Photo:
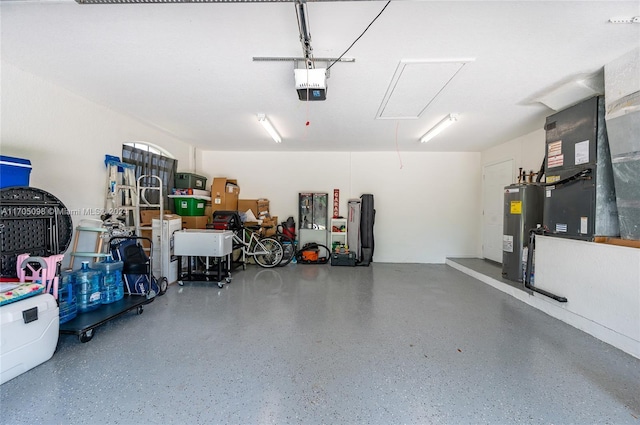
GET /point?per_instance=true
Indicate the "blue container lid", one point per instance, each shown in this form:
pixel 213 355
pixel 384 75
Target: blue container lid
pixel 16 162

* **What you should do**: Where a line above includes "point", copy that line.

* **Answer box**:
GET /point?per_instance=true
Indicate the "blue container lid", one point per instance, each shown in this form:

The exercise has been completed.